Stated task:
Count the lines in the records below that contain the string "grass", treating case as significant. Give only the number.
________
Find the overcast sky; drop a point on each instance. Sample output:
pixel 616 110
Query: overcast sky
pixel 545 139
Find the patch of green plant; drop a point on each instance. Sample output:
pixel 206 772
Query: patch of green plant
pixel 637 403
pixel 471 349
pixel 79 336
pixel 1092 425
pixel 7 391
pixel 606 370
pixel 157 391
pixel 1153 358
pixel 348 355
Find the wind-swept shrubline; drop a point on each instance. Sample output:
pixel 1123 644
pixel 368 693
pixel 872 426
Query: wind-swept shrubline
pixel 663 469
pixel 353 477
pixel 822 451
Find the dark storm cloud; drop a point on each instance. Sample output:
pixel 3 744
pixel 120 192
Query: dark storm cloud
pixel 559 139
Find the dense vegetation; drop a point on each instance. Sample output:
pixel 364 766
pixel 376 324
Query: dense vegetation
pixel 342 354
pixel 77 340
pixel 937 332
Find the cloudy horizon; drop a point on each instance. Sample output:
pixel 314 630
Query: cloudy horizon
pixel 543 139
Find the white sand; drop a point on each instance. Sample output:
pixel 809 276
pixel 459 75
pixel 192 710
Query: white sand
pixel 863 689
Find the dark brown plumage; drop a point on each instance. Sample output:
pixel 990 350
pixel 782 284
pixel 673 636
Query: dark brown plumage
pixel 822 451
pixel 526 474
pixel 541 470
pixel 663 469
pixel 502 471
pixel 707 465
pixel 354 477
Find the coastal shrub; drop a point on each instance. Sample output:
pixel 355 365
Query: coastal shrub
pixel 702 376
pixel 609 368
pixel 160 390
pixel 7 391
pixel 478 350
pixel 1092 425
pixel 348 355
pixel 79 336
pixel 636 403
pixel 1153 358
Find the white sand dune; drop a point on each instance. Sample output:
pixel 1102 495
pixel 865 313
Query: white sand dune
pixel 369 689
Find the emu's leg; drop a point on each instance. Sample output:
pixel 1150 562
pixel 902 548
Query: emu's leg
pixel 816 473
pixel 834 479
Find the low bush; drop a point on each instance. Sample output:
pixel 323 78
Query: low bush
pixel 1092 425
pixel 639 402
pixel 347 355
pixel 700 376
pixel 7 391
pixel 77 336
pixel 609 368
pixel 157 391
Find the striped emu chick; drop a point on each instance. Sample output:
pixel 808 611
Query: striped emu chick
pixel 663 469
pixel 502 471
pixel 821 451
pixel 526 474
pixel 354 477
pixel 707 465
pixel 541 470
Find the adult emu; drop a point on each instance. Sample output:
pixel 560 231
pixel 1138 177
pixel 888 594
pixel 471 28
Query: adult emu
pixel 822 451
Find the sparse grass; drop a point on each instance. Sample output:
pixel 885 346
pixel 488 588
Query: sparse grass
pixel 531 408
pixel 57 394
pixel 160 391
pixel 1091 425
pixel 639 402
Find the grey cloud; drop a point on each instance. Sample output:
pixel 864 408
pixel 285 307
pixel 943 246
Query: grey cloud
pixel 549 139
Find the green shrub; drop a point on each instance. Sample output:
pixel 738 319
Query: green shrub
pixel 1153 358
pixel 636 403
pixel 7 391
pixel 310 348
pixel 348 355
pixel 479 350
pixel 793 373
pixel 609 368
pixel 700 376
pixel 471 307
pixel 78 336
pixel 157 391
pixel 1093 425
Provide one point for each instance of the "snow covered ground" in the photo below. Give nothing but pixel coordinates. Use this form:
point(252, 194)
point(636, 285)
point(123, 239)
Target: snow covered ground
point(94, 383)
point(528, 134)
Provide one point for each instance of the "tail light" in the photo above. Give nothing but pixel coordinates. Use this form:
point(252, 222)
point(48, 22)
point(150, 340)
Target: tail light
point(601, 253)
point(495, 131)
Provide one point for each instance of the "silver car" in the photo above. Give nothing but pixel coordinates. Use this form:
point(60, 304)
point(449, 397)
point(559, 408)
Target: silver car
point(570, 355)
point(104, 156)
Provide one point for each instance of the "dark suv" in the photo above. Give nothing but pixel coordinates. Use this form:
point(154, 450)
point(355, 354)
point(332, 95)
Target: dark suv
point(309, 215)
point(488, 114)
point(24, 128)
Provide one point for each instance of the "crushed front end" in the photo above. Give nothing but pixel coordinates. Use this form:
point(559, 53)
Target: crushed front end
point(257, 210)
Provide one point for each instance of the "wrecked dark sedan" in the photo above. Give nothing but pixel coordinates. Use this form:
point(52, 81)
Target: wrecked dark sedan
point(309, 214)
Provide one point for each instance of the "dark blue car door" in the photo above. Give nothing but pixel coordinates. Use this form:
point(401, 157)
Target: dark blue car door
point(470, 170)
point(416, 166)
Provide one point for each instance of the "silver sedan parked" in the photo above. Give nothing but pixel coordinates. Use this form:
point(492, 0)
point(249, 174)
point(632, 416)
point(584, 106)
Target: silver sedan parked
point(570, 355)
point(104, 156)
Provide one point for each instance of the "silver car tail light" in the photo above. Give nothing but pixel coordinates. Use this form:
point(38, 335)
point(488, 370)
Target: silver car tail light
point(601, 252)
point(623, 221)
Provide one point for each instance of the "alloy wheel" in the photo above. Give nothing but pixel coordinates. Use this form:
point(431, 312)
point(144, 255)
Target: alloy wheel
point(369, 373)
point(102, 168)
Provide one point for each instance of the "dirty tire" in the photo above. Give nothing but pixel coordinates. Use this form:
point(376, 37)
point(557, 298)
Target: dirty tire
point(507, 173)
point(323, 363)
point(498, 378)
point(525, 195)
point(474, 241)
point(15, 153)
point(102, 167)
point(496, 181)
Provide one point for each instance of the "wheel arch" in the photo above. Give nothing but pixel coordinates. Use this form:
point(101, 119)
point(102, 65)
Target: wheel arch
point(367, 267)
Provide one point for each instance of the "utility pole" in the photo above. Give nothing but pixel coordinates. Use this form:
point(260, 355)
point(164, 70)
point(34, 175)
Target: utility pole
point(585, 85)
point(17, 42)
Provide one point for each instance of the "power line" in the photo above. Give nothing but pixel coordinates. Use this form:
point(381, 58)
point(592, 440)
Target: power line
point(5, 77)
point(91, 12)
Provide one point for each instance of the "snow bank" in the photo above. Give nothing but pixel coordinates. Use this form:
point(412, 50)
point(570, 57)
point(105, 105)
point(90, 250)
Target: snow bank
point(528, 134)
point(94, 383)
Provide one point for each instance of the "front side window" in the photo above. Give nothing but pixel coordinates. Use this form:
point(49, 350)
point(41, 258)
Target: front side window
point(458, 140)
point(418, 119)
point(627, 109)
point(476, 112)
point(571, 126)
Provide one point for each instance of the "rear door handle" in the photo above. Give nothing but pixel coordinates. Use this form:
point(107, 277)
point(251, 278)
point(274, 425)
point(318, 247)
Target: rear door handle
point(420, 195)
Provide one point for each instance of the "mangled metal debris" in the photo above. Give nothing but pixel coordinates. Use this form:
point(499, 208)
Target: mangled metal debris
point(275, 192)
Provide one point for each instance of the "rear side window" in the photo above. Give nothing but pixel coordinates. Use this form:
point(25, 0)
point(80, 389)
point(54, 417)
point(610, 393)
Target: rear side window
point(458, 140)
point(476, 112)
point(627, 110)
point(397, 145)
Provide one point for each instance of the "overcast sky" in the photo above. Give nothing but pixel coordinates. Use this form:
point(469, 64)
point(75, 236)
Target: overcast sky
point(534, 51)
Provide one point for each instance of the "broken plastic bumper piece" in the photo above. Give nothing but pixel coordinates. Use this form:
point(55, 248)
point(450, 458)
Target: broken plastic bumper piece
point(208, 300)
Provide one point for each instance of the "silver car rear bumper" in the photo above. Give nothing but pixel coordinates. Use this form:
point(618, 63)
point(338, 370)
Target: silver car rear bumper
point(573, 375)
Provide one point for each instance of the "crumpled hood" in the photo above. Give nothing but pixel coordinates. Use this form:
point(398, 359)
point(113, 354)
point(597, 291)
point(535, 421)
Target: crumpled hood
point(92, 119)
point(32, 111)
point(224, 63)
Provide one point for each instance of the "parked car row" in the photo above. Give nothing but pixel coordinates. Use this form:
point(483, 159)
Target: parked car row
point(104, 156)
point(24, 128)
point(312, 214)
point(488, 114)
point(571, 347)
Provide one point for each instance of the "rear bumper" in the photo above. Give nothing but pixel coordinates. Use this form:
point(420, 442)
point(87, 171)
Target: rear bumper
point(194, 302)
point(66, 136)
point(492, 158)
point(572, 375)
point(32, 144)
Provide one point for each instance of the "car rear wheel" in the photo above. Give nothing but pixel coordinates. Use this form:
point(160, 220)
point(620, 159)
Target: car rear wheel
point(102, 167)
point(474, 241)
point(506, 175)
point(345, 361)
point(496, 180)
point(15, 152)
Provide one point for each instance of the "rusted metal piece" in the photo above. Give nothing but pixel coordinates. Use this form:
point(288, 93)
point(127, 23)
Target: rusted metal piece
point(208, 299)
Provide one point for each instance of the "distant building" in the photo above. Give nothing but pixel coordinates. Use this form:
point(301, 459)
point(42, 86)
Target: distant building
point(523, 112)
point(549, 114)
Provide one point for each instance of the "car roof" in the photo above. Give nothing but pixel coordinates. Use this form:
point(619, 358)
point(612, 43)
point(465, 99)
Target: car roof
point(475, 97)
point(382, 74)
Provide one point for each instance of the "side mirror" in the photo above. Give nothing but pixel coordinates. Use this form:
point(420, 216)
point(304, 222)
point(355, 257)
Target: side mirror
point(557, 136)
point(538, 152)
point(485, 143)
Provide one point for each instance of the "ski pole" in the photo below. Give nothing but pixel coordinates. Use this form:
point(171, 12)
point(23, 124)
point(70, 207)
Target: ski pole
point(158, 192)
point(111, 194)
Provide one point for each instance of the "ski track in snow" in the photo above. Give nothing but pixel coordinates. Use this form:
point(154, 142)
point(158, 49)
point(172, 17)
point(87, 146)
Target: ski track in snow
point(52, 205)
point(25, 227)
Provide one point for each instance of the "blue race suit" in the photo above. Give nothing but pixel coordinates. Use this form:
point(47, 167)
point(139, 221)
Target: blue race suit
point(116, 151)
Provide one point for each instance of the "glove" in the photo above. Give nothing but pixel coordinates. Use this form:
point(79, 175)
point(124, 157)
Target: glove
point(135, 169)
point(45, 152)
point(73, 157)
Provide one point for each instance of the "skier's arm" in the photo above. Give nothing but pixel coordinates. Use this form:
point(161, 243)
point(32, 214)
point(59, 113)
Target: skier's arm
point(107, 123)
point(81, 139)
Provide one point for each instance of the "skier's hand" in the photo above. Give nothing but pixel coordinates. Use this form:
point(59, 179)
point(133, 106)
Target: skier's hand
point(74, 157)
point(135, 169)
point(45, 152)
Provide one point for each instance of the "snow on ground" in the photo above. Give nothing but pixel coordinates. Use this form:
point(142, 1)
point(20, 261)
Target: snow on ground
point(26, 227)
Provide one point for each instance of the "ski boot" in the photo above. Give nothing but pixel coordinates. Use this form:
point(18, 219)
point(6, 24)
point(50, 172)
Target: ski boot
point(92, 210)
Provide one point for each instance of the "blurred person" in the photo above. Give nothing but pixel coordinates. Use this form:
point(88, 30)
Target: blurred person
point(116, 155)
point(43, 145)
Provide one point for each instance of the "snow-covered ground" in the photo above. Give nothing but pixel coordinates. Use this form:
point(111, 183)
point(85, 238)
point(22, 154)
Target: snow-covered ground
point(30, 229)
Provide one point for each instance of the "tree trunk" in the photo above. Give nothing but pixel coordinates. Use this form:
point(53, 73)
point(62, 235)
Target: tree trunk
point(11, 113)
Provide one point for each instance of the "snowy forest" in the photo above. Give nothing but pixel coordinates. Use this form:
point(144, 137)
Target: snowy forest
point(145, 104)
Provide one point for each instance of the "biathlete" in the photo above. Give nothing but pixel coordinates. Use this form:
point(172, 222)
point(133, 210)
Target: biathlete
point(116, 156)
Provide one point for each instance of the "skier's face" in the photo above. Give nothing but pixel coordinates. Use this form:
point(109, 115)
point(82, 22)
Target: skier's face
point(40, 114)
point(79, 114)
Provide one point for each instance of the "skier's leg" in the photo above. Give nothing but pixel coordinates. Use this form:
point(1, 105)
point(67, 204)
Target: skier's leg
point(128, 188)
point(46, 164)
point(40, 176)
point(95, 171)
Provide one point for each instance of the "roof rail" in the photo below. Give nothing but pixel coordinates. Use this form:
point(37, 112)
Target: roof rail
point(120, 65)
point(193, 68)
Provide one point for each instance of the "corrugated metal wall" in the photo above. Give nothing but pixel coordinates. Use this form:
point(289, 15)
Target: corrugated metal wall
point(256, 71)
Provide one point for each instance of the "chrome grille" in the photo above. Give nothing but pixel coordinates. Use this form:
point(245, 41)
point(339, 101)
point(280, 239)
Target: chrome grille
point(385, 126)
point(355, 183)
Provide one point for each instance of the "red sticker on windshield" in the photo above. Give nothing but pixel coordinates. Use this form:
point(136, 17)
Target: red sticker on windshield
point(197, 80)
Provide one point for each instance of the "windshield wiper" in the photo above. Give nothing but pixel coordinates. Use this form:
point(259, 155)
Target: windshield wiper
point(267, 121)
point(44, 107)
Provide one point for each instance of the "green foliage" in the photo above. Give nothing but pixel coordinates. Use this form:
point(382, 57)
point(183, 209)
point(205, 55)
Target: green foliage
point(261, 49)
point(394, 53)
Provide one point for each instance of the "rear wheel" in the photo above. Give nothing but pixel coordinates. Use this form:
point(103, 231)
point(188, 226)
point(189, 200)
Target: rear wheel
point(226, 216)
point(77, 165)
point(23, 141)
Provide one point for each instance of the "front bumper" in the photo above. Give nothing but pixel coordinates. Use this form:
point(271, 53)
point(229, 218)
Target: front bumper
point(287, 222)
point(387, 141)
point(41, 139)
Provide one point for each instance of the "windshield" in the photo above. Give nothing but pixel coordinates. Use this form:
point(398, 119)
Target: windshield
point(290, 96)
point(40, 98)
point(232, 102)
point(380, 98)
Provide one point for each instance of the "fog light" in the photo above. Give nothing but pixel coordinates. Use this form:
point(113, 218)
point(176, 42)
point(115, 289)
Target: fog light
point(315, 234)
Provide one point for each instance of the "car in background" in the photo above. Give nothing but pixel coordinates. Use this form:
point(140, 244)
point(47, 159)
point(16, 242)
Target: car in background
________
Problem solution:
2